OBJECTIVE
Copy word for word the part of the mailing-list post about a URL regular expression, starting with "On Mon, 30 Jun" and going on through "in March 2001.".

TEXT TO READ
++++++++

[Tutor] newbie re question

Danny Yoo dyoo@hkn.eecs.berkeley.edu
Mon Jun 30 14:07:02 2003


On Mon, 30 Jun 2003 tpc@csua.berkeley.edu wrote:

> hi Danny, I had a question about your quick intro to Python lesson sheet
> you gave out back in March 2001.

Hi tpc,



Some things will never die.  *grin*



> The last page talks about formulating a regular expression to handle
> URLs, and you have the following:
>
> myre = re.compile(r'http://[\w\.-/]+\.?(?![\w.-/])')



Ok.  Let's split that up using verbose notation:


###
myre = re.compile(r'''http://            ## protocol
                      [\w\.-/]+          ## followed by a bunch of "word"
                                         ## characters

                      \.?                ## followed by an optional
                                         ## period.

                      (?!                ## Topped with a negative
                                         ## lookahead for
                            [\w.-/]      ## "word" character.

                      )''', re.VERBOSE)
###


The page:

    http://www.python.org/doc/lib/re-syntax.html

has more details about some of the regular expression syntax.  AMK has
written a nice regex HOWTO here:

    http://www.amk.ca/python/howto/regex/regex.html

which you might find useful.




> I understand \w stands for any word character, and \. means escaped
> period, and ? means zero or one instances of a character or set.  I did
> a myre.search('http://www.hotmail.com') which yielded a result, but I am
> confused as to why
>
> myre.search('http://www.sfgate.com/cgi-bin/article.cgi?f=/gate/archive/2003/06/29/gavin29.DTL')
>
> would work, since there is a '=' and you don't provide for one in the
> regular expression.


Very true.  It should, however, match against the negative lookahead ---
the regex tries to look ahead to see that it can match something like:

    "This is an url: http://python.org.  Isn't that neat?"


The negative lookup should match right here:

    "This is an url: http://python.org.  Isn't that neat?"
                                       ^

In your url above, the negative lookahead should actually hit the question
mark first before it sees '='.  That regex was a sloppy example; I should
have been more careful with it, but I was in a hurry when I wrote that
intro...  *grin*



If you're in the Berkeley area, by the way, you might want to see if
Ka-Ping Yee is planning another CS 198 class in the future:

    http://zesty.ca/bc/info.html





Anyway, we can experiment with this more easily by introducing a group
into the regular expression:

###
myre = re.compile(r'''
                    (                  ## group 1

                      http://            ## protocol
                      [\w\.-/]+          ## followed by a bunch of "word"

++++++++

RECORD LIST
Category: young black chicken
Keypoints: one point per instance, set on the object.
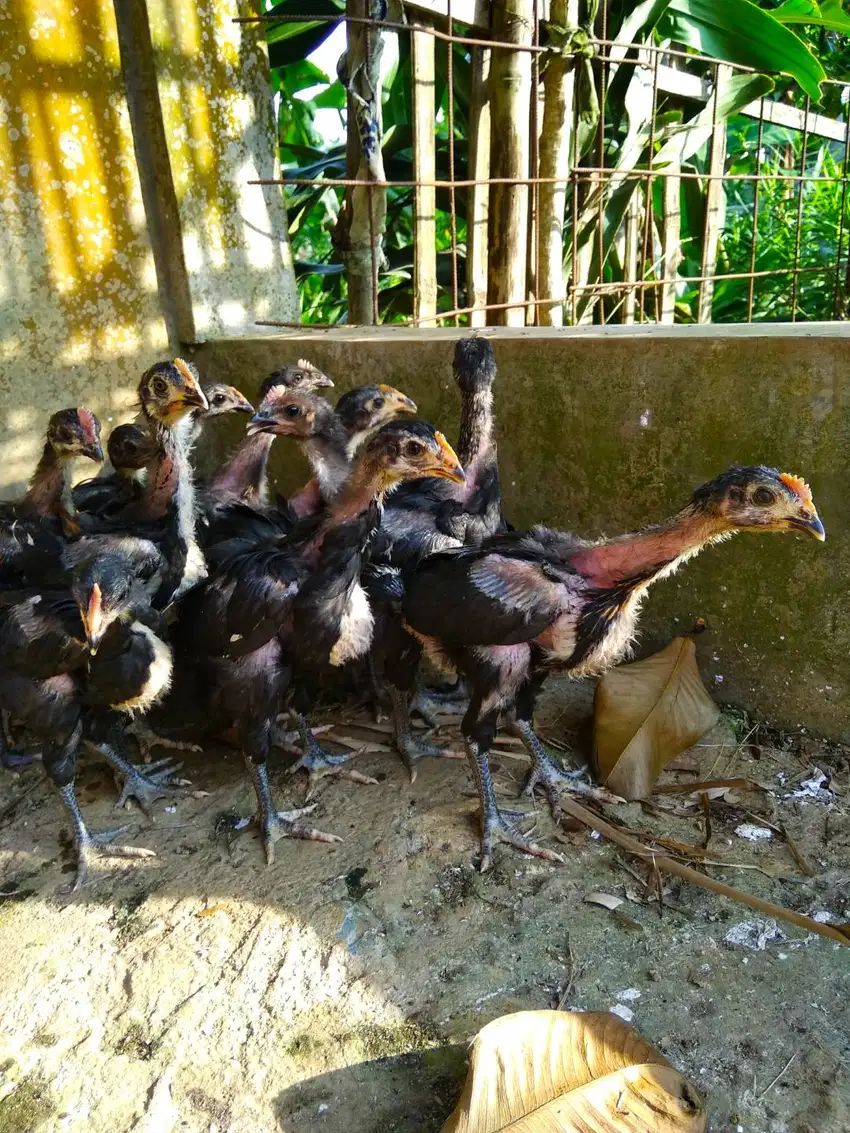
(243, 477)
(129, 450)
(50, 678)
(433, 516)
(325, 436)
(169, 393)
(508, 612)
(31, 528)
(244, 629)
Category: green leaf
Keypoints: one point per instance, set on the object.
(691, 136)
(738, 32)
(830, 14)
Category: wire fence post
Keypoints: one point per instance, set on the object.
(549, 238)
(477, 205)
(715, 198)
(510, 90)
(424, 112)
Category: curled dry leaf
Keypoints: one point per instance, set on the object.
(564, 1072)
(647, 714)
(606, 900)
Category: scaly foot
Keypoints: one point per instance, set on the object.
(545, 773)
(498, 826)
(319, 763)
(411, 749)
(433, 703)
(91, 846)
(155, 782)
(283, 824)
(147, 740)
(279, 824)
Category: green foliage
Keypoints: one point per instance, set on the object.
(797, 42)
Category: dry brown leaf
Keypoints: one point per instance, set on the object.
(606, 900)
(647, 714)
(564, 1072)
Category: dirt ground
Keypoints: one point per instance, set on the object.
(337, 990)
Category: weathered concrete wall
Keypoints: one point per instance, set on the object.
(605, 432)
(79, 313)
(78, 306)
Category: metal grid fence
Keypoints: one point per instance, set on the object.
(768, 244)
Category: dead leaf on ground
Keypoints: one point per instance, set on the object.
(564, 1072)
(606, 900)
(647, 714)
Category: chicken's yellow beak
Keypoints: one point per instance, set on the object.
(447, 465)
(93, 620)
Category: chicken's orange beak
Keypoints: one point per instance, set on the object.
(190, 395)
(93, 620)
(447, 465)
(398, 401)
(240, 402)
(810, 526)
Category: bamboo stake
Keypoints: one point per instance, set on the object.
(478, 195)
(670, 244)
(422, 50)
(630, 255)
(840, 933)
(360, 226)
(510, 91)
(714, 201)
(559, 83)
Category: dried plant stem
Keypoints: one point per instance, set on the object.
(576, 810)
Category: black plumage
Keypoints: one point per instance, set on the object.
(508, 612)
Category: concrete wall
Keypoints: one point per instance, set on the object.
(79, 312)
(605, 431)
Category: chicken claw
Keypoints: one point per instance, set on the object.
(319, 763)
(147, 740)
(92, 846)
(279, 824)
(145, 786)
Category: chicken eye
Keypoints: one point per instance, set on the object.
(763, 496)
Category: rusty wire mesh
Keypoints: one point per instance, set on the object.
(806, 161)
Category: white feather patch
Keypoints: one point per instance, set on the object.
(159, 675)
(356, 628)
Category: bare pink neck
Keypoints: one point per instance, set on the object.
(49, 492)
(244, 475)
(647, 553)
(356, 496)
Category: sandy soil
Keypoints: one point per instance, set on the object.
(337, 990)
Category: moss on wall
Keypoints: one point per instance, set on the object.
(603, 433)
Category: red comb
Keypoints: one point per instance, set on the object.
(88, 422)
(184, 371)
(799, 487)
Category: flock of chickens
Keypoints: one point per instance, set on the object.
(145, 602)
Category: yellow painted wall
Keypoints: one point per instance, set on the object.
(219, 122)
(79, 314)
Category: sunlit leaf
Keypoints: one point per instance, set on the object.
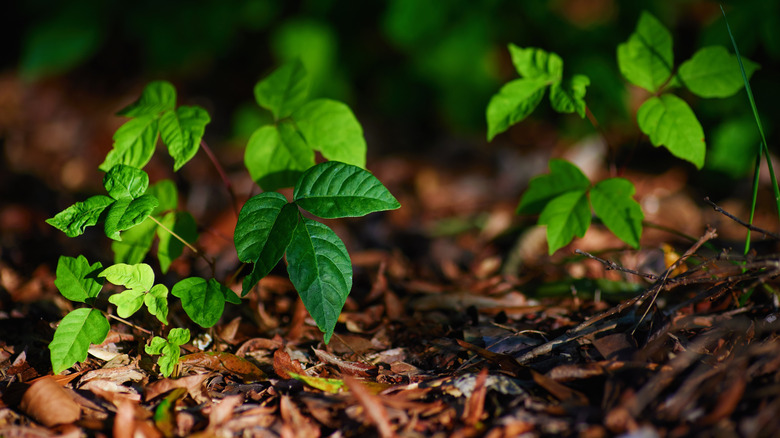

++++++++

ANSWER TO THE PROBLEM
On Mon, 30 Jun 2003 tpc@csua.berkeley.edu wrote:

> hi Danny, I had a question about your quick intro to Python lesson sheet
> you gave out back in March 2001.